Text
在 2023/07/01 19:17, Ali Gholami Rudi 写道:
> 
> Hi,
> 
> I repeated the test on a large array (14TB instead of 40GB):
> 
> $ cat /proc/mdstat
> Personalities : [raid10] [linear] [multipath] [raid0] [raid1] [raid6] [raid5] [raid4]
> md3 : active raid10 nvme1n1p5[1] nvme3n1p5[3] nvme0n1p5[0] nvme2n1p5[2]
>        14889424896 blocks super 1.2 512K chunks 2 near-copies [4/4] [UUUU]
> 
> md0 : active raid10 nvme2n1p2[2] nvme3n1p2[3] nvme0n1p2[0] nvme1n1p2[1]
>        2091008 blocks super 1.2 512K chunks 2 near-copies [4/4] [UUUU]
> 
> ..
> 
> I get these results.
> 
> On md0 (40GB):
> READ:  IOPS=1563K BW=6109MiB/s
> WRITE: IOPS= 670K BW=2745MiB/s
> 
> On md3 (14TB):
> READ:  IOPS=1177K BW=4599MiB/s
> WRITE: IOPS= 505K BW=1972MiB/s
> 
> On md3 but disabling mdadm bitmap (mdadm --grow --bitmap=none /dev/md3):
> READ:  IOPS=1351K BW=5278MiB/s
> WRITE: IOPS= 579K BW=2261MiB/s
> 

Currently, if bitmap is enabled, a bitmap level spinlock will be grabbed
for each write, and sadly this will require a huge refactor to improve
performance.

> The tests are performed on Debian-12 (kernel version 6.1).
> 
> Any room for improvement?
> 
> Thanks,
> Ali
> 
> This is perf's output; there are lock contentions.
> 
> +   95.25%     0.00%  fio      [unknown]               [k] 0xffffffffffffffff
> +   95.00%     0.00%  fio      fio                     [.] 0x000055e073fcd117
> +   93.68%     0.13%  fio      [kernel.kallsyms]       [k] entry_SYSCALL_64_after_hwframe
> +   93.54%     0.03%  fio      [kernel.kallsyms]       [k] do_syscall_64
> +   92.38%     0.03%  fio      libc.so.6               [.] syscall
> +   92.18%     0.00%  fio      fio                     [.] 0x000055e073fcaceb
> +   92.18%     0.08%  fio      fio                     [.] td_io_queue
> +   92.04%     0.02%  fio      fio                     [.] td_io_commit
> +   91.76%     0.00%  fio      fio                     [.] 0x000055e073fefe5e
> -   91.76%     0.05%  fio      libaio.so.1.0.2         [.] io_submit
>     - 91.71% io_submit
>        - 91.69% syscall
>           - 91.58% entry_SYSCALL_64_after_hwframe
>              - 91.55% do_syscall_64
>                 - 91.06% __x64_sys_io_submit
>                    - 90.93% io_submit_one
>                       - 48.85% aio_write
>                          - 48.77% ext4_file_write_iter
>                             - 39.86% iomap_dio_rw
>                                - 39.85% __iomap_dio_rw
>                                   - 22.55% blk_finish_plug
>                                      - 22.55% __blk_flush_plug
>                                         - 21.67% raid10_unplug
>                                            - 16.54% submit_bio_noacct_nocheck
>                                               - 16.44% blk_mq_submit_bio
>                                                  - 16.17% __rq_qos_throttle
>                                                     - 16.01% wbt_wait

You can disable wbt to prevent overhead here.

Provided information
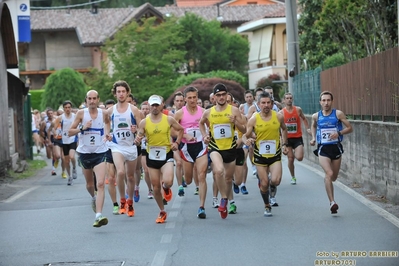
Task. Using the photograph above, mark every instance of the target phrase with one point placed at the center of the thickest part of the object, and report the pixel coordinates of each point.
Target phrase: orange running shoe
(161, 217)
(130, 209)
(167, 193)
(122, 209)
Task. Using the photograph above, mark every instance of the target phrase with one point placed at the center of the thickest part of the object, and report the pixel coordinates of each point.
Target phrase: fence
(367, 89)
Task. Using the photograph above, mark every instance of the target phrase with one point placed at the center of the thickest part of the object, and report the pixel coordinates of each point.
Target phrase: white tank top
(92, 139)
(121, 123)
(65, 126)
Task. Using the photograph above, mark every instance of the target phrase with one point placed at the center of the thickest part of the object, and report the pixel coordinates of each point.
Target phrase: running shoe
(215, 203)
(181, 191)
(268, 211)
(273, 202)
(122, 209)
(70, 181)
(74, 174)
(236, 189)
(232, 209)
(201, 213)
(93, 205)
(333, 207)
(100, 221)
(115, 210)
(136, 195)
(167, 193)
(130, 210)
(161, 217)
(223, 208)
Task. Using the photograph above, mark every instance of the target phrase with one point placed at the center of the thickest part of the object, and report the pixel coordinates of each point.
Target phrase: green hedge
(36, 98)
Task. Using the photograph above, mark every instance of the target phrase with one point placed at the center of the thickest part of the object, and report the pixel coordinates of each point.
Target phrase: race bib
(123, 135)
(267, 147)
(195, 132)
(157, 153)
(291, 128)
(325, 134)
(222, 131)
(92, 138)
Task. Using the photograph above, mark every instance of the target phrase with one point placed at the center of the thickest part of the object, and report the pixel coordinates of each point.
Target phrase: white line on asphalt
(159, 258)
(166, 238)
(177, 202)
(20, 194)
(380, 211)
(173, 214)
(170, 225)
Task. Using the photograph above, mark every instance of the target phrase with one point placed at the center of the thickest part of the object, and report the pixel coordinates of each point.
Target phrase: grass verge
(31, 170)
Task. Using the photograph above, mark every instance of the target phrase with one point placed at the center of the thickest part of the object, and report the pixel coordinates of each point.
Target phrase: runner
(156, 127)
(94, 127)
(267, 150)
(193, 149)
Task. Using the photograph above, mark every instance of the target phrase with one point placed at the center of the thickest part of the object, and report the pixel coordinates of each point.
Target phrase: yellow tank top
(267, 142)
(221, 130)
(158, 134)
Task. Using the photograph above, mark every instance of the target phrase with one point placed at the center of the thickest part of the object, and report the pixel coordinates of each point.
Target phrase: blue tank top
(327, 125)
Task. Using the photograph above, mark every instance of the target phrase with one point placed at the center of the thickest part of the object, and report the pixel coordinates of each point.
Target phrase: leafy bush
(62, 85)
(36, 98)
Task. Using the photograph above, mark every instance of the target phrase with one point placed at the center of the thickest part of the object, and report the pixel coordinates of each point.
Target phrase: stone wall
(371, 157)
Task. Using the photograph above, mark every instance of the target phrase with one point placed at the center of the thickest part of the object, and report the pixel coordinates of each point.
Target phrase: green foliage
(147, 56)
(101, 82)
(268, 81)
(356, 29)
(228, 75)
(62, 85)
(36, 98)
(210, 47)
(334, 60)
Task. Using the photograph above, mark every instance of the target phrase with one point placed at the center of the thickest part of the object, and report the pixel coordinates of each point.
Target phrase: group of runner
(119, 143)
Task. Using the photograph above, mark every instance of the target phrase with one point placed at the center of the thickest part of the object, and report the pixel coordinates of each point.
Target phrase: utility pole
(293, 64)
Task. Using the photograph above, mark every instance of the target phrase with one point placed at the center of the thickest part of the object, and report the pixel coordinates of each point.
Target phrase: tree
(210, 47)
(62, 85)
(147, 56)
(356, 28)
(268, 81)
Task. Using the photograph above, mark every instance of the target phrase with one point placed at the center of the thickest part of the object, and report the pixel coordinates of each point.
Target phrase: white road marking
(166, 238)
(380, 211)
(159, 258)
(20, 194)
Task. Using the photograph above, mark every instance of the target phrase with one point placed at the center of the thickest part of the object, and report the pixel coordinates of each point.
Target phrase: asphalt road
(47, 222)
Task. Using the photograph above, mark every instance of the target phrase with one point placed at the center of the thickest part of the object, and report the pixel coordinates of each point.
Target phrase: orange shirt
(293, 123)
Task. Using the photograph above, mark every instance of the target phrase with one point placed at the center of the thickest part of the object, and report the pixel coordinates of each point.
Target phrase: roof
(94, 29)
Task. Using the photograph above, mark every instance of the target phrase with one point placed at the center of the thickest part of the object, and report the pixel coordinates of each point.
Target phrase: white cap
(155, 99)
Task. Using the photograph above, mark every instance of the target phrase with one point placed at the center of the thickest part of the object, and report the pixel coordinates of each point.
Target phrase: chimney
(94, 7)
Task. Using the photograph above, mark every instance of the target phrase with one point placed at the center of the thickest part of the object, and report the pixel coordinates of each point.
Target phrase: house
(13, 139)
(73, 38)
(193, 3)
(268, 51)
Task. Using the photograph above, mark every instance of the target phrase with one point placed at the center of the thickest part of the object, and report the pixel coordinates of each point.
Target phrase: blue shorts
(90, 160)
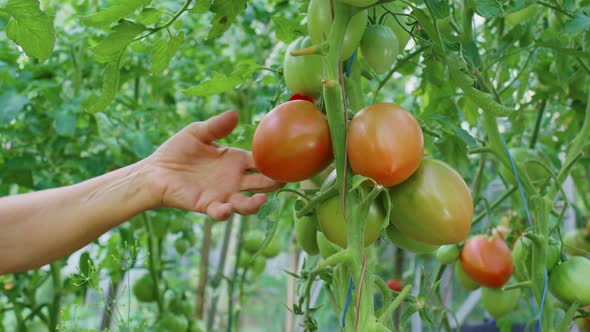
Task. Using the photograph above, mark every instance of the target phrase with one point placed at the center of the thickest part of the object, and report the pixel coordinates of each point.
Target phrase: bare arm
(188, 172)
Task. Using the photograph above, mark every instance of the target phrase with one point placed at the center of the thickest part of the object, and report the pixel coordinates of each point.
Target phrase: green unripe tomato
(400, 33)
(245, 259)
(273, 248)
(522, 254)
(379, 47)
(448, 253)
(520, 16)
(464, 280)
(190, 236)
(160, 227)
(332, 224)
(303, 74)
(319, 24)
(252, 241)
(569, 281)
(325, 247)
(407, 243)
(498, 302)
(305, 235)
(181, 245)
(172, 323)
(143, 289)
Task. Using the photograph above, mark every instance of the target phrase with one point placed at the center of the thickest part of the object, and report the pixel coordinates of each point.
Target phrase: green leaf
(65, 123)
(11, 103)
(110, 85)
(113, 45)
(149, 16)
(140, 144)
(488, 8)
(287, 30)
(440, 9)
(578, 24)
(30, 28)
(114, 13)
(426, 24)
(164, 50)
(226, 12)
(105, 132)
(202, 6)
(221, 83)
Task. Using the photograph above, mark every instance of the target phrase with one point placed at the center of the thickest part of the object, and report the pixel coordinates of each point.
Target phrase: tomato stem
(518, 285)
(396, 303)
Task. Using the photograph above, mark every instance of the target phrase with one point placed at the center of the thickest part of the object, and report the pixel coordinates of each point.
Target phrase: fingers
(239, 203)
(214, 128)
(259, 183)
(245, 205)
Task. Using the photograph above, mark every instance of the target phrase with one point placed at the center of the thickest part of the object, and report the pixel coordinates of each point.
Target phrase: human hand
(191, 172)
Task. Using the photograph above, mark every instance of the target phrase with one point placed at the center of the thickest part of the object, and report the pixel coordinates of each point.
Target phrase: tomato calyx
(299, 96)
(395, 284)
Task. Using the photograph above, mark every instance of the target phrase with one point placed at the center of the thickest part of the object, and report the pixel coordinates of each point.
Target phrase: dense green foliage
(90, 86)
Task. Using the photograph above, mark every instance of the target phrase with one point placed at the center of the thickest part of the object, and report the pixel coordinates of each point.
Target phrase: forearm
(40, 227)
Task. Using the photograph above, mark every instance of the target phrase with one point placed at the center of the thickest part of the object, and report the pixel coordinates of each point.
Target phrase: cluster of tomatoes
(488, 262)
(380, 37)
(429, 202)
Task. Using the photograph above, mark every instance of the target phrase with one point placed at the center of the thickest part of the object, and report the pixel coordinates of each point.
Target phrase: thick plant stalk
(203, 269)
(364, 318)
(219, 273)
(54, 309)
(291, 283)
(110, 304)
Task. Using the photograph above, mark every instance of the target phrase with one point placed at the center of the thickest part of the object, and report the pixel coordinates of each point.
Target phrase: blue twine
(348, 298)
(528, 215)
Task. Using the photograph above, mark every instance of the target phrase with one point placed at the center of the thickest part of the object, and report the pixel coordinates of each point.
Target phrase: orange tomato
(385, 143)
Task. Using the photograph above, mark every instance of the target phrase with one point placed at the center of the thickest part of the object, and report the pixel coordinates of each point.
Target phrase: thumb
(216, 127)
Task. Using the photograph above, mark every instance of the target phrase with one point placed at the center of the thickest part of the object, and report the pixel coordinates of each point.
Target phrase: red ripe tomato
(395, 285)
(487, 260)
(298, 96)
(385, 143)
(292, 142)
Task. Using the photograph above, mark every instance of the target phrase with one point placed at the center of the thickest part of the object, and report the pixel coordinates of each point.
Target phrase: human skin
(189, 171)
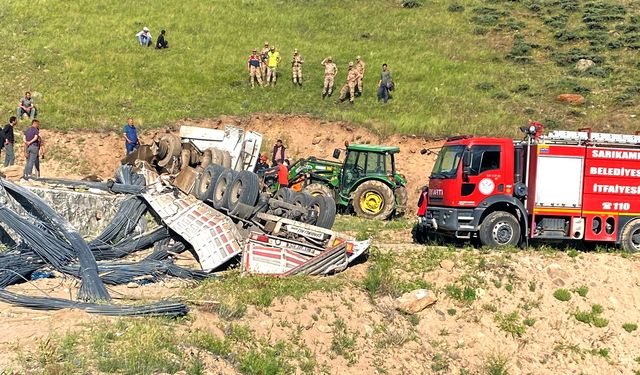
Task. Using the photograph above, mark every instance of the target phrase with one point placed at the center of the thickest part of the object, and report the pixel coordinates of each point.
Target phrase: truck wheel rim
(371, 202)
(502, 233)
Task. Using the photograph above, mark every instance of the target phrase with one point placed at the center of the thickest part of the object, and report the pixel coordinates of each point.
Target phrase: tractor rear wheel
(499, 229)
(374, 200)
(630, 239)
(319, 189)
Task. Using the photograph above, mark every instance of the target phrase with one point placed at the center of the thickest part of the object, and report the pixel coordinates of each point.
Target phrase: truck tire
(319, 189)
(244, 189)
(325, 208)
(499, 229)
(374, 200)
(226, 159)
(302, 199)
(206, 182)
(402, 198)
(630, 238)
(220, 192)
(284, 194)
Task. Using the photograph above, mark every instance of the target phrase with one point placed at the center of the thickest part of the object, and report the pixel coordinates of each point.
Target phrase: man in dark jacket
(278, 153)
(7, 135)
(162, 42)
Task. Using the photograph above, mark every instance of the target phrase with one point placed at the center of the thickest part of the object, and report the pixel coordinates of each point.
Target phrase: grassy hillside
(466, 66)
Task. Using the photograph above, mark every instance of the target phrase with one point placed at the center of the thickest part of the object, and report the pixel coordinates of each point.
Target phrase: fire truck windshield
(447, 163)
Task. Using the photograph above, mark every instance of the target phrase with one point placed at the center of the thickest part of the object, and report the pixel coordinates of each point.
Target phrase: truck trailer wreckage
(201, 196)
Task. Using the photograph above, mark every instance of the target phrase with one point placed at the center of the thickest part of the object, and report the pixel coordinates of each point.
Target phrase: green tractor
(366, 181)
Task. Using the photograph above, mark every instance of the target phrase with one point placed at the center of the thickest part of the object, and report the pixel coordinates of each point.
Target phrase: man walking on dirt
(26, 107)
(330, 71)
(296, 67)
(31, 148)
(350, 86)
(264, 58)
(130, 136)
(360, 69)
(7, 132)
(278, 153)
(253, 65)
(273, 60)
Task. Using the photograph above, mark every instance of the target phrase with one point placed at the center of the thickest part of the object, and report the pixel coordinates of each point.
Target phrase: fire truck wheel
(244, 189)
(207, 182)
(319, 189)
(284, 194)
(500, 229)
(373, 200)
(220, 192)
(325, 208)
(630, 239)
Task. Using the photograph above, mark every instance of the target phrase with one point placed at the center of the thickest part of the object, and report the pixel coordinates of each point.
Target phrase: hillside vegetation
(467, 66)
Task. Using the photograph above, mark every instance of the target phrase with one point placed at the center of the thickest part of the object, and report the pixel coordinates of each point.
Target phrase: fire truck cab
(567, 185)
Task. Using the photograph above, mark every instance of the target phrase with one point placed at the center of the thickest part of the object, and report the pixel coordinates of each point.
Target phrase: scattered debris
(415, 301)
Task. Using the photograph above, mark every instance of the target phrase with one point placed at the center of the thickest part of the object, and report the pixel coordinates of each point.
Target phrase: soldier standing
(360, 69)
(273, 60)
(253, 65)
(296, 66)
(330, 71)
(350, 86)
(264, 54)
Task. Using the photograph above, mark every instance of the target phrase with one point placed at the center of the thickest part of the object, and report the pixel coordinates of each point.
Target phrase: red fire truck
(566, 185)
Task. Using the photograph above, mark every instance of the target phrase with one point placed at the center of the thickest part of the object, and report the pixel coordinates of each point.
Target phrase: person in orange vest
(422, 201)
(283, 174)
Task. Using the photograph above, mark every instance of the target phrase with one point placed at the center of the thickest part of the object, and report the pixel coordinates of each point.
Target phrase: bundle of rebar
(161, 308)
(91, 288)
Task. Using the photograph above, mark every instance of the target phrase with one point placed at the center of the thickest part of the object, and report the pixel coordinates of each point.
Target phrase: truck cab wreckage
(201, 192)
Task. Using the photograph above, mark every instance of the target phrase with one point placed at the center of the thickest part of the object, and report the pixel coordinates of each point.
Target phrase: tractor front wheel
(374, 200)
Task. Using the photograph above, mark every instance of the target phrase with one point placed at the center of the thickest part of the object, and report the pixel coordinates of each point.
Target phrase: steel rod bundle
(161, 308)
(91, 288)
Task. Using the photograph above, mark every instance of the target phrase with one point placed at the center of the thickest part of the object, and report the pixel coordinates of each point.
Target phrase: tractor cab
(369, 180)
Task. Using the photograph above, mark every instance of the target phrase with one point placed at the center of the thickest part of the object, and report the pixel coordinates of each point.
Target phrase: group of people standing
(33, 149)
(263, 70)
(146, 40)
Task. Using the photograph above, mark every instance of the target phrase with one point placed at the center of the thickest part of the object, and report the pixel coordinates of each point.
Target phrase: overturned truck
(222, 208)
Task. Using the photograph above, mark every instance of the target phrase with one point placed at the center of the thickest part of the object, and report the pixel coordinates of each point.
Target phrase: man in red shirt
(422, 201)
(283, 174)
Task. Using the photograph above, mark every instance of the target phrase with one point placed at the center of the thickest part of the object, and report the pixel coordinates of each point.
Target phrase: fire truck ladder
(586, 136)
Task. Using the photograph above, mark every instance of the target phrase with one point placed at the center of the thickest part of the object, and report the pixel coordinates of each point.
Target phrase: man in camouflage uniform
(330, 71)
(253, 65)
(273, 60)
(360, 69)
(350, 86)
(296, 66)
(264, 54)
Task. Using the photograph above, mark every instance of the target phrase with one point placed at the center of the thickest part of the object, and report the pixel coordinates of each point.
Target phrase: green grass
(463, 71)
(510, 323)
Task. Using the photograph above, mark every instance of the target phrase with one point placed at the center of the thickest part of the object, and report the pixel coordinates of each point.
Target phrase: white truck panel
(559, 181)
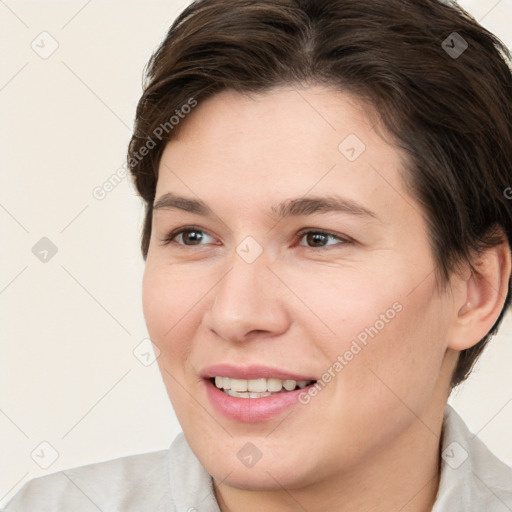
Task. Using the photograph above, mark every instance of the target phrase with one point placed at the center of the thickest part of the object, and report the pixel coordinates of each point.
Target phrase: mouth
(257, 388)
(253, 393)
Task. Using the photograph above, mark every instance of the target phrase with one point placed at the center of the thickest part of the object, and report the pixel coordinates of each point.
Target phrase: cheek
(171, 302)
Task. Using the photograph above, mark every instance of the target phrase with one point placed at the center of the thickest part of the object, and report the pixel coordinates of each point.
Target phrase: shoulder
(135, 482)
(472, 477)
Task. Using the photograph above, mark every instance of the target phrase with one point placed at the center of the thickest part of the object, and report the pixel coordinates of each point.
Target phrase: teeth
(289, 385)
(255, 388)
(238, 384)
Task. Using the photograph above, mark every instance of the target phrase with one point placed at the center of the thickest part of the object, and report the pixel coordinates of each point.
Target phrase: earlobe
(486, 290)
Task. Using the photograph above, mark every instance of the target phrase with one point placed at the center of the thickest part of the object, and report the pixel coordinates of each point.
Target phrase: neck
(404, 476)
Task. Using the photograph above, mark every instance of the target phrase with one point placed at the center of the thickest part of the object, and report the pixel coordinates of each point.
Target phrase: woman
(327, 246)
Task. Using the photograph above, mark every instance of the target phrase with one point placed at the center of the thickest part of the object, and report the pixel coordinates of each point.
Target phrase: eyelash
(343, 239)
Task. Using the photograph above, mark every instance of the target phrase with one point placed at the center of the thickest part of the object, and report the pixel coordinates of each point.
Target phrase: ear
(481, 296)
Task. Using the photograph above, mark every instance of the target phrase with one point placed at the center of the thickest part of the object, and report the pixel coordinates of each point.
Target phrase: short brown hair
(451, 113)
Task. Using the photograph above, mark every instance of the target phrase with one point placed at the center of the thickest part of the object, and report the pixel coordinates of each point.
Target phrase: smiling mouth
(257, 388)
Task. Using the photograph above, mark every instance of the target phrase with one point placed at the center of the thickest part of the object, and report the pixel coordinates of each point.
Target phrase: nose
(248, 304)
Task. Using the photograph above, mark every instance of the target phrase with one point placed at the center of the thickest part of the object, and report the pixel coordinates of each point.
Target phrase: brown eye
(187, 237)
(321, 239)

What you need to do
Repeat the part of the RAID10 thread between "Currently, if bitmap" and "are lock contentions.", inclusive. Rely only on the RAID10 thread, not on the data.

Exercise result
Currently, if bitmap is enabled, a bitmap level spinlock will be grabbed
for each write, and sadly this will require a huge refactor to improve
performance.

> The tests are performed on Debian-12 (kernel version 6.1).
> 
> Any room for improvement?
> 
> Thanks,
> Ali
> 
> This is perf's output; there are lock contentions.